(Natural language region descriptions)
*** Begin section ***
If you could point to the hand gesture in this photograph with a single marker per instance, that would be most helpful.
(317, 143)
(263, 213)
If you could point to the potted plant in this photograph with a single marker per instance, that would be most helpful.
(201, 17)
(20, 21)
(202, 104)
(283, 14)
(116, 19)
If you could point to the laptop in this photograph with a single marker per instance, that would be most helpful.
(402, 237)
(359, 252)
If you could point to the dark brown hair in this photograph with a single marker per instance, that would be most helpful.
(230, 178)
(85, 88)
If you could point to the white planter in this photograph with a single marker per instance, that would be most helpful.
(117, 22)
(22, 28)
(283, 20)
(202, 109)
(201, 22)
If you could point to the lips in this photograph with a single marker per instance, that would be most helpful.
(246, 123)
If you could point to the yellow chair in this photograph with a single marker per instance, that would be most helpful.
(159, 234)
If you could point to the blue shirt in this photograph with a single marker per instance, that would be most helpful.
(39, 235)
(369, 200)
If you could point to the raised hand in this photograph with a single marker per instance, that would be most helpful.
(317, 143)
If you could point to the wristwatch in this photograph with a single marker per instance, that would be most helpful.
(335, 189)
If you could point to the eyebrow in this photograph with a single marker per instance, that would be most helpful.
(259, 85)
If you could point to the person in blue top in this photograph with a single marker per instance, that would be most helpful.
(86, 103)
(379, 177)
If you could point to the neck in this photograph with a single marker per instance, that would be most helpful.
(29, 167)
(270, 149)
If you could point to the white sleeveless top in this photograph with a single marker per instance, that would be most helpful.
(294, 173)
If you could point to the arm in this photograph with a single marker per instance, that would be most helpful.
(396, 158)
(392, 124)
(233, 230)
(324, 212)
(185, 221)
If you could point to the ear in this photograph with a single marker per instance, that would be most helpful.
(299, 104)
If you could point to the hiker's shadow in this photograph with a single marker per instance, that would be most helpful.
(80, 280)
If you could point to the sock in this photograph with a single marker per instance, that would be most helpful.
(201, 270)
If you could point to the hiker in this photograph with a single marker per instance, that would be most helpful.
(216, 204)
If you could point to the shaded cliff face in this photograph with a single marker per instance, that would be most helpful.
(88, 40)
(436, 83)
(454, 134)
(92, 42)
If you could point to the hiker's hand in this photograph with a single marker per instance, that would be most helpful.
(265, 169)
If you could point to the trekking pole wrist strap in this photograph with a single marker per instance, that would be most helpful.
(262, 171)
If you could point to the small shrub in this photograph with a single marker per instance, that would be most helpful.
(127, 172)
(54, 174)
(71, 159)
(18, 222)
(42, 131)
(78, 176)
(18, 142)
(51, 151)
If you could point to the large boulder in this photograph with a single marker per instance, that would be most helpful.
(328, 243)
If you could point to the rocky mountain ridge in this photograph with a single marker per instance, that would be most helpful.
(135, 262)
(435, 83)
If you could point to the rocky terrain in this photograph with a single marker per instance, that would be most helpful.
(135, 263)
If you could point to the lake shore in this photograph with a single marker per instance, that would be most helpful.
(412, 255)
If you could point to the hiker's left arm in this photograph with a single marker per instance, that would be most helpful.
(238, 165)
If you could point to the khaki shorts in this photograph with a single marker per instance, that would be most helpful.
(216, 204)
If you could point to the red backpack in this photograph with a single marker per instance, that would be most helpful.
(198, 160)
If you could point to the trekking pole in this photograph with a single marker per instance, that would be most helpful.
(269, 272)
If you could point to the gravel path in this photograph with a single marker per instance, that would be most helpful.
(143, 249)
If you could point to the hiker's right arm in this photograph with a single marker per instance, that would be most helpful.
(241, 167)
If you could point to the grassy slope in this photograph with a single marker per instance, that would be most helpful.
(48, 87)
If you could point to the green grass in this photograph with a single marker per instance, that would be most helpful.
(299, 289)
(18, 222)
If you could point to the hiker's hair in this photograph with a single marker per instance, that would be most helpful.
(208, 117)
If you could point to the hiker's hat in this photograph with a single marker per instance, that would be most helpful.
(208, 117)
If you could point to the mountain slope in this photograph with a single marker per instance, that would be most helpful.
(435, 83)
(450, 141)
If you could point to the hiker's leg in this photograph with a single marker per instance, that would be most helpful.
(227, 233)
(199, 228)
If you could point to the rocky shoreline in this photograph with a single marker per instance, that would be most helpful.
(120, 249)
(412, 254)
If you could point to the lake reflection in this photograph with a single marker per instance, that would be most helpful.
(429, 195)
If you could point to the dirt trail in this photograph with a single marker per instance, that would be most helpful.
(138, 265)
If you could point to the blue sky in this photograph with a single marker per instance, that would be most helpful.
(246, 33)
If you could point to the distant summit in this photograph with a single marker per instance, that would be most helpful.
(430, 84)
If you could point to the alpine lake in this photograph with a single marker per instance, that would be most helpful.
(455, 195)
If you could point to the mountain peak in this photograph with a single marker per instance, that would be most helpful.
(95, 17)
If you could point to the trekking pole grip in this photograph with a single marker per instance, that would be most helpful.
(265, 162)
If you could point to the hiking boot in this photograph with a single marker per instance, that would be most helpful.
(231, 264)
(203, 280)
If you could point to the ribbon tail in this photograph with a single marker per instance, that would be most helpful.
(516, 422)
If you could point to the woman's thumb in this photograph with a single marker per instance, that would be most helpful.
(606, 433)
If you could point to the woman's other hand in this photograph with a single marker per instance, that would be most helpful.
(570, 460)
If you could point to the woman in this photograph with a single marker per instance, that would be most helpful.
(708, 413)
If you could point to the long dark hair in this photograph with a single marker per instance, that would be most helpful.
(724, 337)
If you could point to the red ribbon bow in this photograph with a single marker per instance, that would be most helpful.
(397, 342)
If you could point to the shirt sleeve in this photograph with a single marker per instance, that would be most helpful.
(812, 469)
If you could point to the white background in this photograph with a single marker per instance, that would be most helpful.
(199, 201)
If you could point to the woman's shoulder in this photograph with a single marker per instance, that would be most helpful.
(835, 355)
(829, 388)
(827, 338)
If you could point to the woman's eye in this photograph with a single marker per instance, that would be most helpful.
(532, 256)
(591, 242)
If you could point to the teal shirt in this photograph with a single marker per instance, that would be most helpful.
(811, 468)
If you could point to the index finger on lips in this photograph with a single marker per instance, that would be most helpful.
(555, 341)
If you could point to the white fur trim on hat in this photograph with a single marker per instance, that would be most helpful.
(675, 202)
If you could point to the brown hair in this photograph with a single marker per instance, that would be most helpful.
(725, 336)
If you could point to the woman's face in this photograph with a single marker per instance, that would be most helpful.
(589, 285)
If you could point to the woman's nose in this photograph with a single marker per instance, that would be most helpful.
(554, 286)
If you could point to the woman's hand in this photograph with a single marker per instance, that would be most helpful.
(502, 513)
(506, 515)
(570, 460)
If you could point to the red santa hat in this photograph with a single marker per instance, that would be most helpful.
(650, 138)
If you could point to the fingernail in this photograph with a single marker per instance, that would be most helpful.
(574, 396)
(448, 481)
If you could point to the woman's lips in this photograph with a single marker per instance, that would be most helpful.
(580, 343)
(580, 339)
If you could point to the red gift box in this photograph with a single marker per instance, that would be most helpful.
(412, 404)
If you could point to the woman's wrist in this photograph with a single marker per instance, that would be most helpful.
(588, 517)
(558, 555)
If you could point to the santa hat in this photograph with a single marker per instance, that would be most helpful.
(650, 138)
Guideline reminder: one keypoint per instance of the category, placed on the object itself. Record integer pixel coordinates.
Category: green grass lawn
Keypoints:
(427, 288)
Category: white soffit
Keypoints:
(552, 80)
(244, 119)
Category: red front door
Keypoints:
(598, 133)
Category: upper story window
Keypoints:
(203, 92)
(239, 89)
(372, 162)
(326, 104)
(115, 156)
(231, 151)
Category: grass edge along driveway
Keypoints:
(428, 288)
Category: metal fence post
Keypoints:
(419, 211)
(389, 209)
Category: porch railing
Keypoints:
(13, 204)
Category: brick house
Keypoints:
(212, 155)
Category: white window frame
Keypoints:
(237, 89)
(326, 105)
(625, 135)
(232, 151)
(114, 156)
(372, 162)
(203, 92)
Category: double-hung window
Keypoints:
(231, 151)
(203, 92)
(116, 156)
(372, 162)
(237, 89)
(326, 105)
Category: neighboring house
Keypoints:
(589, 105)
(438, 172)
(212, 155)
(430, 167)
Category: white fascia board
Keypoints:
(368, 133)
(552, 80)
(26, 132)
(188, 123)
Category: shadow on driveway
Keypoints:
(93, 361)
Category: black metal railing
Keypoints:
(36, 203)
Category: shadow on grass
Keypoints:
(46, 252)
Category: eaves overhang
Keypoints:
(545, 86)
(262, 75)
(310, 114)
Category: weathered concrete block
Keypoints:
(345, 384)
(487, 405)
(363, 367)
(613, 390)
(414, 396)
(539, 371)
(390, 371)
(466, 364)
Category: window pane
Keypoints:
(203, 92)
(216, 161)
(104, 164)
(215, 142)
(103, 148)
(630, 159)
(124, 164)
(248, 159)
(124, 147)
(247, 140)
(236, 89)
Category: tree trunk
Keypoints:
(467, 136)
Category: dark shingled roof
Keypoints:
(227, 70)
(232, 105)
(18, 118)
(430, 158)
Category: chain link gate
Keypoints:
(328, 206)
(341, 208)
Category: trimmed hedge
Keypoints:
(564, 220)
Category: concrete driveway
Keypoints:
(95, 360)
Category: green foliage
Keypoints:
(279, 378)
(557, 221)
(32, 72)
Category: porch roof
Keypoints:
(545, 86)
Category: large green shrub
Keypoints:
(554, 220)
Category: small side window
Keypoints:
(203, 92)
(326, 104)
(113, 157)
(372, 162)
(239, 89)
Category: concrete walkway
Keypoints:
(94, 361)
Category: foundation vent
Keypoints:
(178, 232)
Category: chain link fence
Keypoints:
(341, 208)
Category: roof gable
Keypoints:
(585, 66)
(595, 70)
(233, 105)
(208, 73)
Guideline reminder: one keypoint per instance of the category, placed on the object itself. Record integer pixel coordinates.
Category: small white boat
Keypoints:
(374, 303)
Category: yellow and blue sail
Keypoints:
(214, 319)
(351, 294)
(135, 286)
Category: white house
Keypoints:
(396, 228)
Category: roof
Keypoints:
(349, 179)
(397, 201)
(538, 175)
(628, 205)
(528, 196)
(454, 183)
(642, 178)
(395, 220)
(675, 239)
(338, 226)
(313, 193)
*** End section ***
# EXERCISE DETAILS:
The answer must be the lines from the one containing "Category: small white boat" to the final line of the data above, copied exactly, both included, with nothing added.

# SOLVED EXERCISE:
Category: small white boat
Keypoints:
(374, 303)
Category: yellow and blue sail
Keypoints:
(214, 319)
(351, 294)
(135, 286)
Category: white house
Keypoints:
(396, 228)
Category: roof
Keypoints:
(349, 179)
(397, 201)
(538, 175)
(628, 205)
(528, 196)
(454, 183)
(642, 178)
(395, 220)
(675, 239)
(338, 226)
(313, 193)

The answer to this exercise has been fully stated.